Task requirements >> The lines to repeat are those below from the one containing "Target: green grass" down to the one containing "[locate] soap bubble", both included; reproduce them exactly and nothing else.

··· Material supplied

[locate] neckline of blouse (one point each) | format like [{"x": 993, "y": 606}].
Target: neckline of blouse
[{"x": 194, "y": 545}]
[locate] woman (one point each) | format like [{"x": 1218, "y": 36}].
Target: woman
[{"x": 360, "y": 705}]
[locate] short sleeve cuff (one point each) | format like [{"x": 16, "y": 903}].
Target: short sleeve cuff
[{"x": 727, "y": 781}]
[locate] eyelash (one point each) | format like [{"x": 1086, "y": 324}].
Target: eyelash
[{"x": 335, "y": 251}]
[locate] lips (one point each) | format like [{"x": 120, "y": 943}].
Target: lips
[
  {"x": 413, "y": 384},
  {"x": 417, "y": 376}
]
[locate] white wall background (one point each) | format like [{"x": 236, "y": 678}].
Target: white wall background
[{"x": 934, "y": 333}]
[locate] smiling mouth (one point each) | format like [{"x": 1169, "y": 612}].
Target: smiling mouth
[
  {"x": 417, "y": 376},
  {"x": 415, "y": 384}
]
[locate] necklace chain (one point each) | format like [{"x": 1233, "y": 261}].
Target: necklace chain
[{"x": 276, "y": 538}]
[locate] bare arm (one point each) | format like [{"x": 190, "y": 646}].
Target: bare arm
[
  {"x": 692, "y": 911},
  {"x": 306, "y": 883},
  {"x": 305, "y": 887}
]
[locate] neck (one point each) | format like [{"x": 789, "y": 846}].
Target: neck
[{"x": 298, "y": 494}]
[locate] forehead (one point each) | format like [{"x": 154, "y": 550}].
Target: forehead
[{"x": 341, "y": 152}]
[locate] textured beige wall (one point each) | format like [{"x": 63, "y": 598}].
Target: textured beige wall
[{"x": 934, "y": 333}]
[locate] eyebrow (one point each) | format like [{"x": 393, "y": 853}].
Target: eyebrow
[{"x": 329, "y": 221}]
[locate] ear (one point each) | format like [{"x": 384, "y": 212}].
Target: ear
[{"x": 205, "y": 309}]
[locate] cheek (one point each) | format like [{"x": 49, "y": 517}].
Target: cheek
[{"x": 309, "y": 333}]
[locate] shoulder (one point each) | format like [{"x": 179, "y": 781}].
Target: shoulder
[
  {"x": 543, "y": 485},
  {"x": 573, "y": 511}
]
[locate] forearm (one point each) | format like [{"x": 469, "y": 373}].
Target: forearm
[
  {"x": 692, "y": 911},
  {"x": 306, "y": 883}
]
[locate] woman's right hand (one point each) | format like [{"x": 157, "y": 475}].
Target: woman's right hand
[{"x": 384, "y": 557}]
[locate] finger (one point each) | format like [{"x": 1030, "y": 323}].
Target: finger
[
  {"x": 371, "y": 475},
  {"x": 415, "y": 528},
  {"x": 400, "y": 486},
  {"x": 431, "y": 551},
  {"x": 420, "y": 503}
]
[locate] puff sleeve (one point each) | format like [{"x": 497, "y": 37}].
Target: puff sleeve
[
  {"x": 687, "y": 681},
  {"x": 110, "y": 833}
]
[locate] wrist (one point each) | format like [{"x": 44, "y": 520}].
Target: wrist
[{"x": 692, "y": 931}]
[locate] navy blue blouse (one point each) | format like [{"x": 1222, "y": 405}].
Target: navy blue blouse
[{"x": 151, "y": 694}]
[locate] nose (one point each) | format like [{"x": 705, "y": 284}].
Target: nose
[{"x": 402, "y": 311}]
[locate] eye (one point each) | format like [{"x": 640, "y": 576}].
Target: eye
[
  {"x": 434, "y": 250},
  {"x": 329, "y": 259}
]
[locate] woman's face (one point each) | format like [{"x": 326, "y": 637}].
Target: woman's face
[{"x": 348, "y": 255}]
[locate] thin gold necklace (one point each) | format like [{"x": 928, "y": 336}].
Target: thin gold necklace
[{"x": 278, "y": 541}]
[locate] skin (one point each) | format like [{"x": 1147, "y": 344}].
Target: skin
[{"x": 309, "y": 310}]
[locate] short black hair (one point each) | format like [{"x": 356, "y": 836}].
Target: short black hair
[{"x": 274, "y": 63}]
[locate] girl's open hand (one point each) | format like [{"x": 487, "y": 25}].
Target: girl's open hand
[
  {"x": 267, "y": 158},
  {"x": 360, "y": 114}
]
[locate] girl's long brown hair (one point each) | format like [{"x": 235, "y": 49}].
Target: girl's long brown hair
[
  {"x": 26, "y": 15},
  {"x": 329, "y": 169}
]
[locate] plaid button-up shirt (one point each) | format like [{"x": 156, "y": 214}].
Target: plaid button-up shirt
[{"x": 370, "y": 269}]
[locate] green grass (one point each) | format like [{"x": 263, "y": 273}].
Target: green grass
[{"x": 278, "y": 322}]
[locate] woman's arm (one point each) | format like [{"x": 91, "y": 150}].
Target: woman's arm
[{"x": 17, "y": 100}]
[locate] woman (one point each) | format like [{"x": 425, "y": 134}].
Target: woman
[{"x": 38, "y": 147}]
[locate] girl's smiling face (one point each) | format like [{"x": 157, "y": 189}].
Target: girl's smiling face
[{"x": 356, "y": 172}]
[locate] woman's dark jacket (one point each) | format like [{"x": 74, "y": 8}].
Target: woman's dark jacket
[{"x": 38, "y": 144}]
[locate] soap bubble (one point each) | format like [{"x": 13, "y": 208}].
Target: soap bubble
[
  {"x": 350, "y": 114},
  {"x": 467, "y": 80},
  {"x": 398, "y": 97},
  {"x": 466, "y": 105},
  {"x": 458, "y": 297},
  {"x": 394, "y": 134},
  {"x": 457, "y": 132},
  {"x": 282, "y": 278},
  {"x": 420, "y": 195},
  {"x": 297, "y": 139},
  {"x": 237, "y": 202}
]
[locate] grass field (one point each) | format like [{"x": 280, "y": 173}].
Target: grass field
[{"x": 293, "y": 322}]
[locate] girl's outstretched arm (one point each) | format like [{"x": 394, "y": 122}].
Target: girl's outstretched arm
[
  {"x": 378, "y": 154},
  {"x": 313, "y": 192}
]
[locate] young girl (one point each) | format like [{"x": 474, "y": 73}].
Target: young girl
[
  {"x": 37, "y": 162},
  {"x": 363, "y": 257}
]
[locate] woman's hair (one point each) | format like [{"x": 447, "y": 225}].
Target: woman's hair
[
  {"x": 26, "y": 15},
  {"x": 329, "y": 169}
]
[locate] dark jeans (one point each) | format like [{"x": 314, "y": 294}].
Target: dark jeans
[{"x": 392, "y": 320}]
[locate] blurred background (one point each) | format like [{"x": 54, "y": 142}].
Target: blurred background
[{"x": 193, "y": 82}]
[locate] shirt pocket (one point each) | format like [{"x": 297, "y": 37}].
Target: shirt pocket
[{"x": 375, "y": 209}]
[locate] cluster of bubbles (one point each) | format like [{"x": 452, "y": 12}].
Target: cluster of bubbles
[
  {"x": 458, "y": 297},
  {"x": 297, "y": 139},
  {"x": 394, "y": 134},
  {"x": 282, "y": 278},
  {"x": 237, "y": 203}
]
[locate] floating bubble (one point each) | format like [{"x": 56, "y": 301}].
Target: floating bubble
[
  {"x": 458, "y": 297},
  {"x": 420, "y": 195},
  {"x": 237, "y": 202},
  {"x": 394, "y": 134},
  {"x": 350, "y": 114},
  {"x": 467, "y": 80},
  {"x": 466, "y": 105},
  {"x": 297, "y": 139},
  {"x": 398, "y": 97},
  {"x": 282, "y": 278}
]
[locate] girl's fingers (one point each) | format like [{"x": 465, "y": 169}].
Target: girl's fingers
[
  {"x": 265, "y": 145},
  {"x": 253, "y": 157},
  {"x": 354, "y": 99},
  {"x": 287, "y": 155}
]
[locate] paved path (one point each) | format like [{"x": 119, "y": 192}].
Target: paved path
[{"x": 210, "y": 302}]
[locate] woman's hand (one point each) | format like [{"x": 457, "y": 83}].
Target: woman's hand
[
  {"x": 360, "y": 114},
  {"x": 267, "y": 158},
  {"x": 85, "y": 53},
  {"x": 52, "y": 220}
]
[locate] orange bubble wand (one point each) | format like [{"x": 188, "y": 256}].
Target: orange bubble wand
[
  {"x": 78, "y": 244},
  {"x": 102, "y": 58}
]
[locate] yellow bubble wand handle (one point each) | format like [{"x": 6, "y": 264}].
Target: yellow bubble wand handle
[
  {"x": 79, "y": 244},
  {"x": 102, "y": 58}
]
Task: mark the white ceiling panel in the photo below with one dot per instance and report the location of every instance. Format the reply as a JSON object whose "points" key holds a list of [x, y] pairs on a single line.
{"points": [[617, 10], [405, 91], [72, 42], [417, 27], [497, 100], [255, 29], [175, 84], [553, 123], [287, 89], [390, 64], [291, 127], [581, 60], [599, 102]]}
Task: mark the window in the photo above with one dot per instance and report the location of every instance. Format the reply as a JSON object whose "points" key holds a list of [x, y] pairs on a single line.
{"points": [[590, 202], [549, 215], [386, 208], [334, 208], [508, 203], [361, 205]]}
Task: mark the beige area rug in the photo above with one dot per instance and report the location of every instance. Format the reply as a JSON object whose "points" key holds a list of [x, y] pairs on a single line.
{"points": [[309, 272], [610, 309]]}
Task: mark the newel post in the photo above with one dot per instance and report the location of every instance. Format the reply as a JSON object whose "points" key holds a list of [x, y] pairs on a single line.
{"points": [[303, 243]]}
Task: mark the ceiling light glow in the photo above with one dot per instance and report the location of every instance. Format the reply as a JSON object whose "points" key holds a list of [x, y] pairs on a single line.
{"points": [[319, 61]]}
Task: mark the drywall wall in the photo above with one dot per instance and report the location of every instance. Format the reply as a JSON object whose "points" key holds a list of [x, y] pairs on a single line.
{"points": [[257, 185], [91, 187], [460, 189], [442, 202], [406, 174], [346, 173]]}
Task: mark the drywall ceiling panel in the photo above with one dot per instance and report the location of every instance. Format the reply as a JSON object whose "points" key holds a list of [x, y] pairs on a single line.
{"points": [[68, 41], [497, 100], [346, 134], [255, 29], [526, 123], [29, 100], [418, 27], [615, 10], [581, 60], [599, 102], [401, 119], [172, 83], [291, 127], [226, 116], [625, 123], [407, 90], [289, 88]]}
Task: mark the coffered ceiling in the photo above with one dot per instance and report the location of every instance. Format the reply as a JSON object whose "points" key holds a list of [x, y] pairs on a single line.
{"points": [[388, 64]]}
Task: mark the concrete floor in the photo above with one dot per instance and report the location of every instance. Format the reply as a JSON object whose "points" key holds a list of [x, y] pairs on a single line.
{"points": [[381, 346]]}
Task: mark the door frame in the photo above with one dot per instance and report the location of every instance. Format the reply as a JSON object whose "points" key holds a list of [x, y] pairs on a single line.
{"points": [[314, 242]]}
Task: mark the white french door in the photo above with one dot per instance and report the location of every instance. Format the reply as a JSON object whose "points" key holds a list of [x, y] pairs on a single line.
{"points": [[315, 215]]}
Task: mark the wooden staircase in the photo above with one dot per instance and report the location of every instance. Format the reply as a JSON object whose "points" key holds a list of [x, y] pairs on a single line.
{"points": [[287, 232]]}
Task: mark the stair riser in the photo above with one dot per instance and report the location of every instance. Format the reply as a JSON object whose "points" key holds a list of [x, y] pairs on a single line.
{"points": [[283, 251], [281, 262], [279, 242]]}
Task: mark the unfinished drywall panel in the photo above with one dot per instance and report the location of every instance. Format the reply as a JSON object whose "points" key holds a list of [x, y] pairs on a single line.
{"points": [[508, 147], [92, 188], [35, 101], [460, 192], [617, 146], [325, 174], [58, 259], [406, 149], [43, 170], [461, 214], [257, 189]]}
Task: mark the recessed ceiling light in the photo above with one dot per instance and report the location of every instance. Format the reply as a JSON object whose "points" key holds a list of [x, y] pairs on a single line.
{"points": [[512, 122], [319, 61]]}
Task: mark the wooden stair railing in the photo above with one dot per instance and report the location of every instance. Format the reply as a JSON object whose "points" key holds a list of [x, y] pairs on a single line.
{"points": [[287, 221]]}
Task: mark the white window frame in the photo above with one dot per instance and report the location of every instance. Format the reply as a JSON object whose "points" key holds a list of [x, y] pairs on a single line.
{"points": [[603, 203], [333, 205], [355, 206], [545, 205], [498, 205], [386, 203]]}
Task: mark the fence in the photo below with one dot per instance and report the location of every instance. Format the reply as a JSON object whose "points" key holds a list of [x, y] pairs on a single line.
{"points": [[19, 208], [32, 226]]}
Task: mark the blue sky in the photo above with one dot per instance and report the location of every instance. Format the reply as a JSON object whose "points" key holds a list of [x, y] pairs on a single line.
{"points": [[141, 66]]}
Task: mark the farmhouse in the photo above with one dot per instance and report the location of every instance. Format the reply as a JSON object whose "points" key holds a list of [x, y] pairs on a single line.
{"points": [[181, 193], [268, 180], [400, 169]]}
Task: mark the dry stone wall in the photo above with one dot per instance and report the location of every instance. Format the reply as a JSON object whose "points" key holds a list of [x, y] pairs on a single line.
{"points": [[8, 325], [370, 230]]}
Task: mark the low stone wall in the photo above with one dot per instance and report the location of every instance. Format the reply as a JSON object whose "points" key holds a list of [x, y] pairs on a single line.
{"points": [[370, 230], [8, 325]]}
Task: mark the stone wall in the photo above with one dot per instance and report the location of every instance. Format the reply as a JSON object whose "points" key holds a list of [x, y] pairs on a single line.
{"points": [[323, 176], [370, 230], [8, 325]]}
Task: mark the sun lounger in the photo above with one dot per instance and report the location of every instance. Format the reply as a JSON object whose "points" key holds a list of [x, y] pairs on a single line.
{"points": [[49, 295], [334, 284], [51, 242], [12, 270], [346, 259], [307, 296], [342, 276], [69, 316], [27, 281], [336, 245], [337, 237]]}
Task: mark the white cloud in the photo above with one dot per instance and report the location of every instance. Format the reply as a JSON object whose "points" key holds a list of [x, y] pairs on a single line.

······

Task output >>
Target: green grass
[{"x": 278, "y": 322}]
[locate] woman's arm (one point each) | format like [{"x": 91, "y": 150}].
Target: woman's arm
[{"x": 17, "y": 100}]
[locate] woman (one point each) | format like [{"x": 425, "y": 134}].
Target: woman
[{"x": 38, "y": 147}]
[locate] girl's smiling face (one point each) | format like [{"x": 157, "y": 189}].
Target: girl's smiling face
[{"x": 356, "y": 172}]
[locate] woman's dark jacket (one point each) | format like [{"x": 74, "y": 8}].
Target: woman's dark jacket
[{"x": 38, "y": 144}]
[locate] soap bubble (one point each) | format like [{"x": 13, "y": 208}].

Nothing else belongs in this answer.